== Provided information ==
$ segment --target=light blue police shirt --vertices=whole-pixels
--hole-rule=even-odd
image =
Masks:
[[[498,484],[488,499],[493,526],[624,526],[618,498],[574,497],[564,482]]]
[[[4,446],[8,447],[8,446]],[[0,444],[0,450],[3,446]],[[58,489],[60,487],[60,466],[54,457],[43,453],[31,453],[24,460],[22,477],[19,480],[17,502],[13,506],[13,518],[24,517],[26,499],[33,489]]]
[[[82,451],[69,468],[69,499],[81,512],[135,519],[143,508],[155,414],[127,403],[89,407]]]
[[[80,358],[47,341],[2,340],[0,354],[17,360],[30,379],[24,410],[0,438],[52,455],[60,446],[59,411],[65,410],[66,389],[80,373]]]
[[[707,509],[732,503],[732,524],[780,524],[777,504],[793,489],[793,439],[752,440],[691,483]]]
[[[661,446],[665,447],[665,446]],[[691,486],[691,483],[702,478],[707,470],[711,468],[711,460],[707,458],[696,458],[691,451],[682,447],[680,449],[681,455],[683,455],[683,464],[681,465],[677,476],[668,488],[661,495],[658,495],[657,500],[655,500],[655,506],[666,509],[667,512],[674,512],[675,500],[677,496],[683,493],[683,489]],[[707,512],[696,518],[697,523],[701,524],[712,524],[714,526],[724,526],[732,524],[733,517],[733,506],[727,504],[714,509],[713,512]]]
===
→ What is expected: Count the lines above that contain the string "target", matching case exactly. Reply with the number alone.

→ Solution for this problem: 1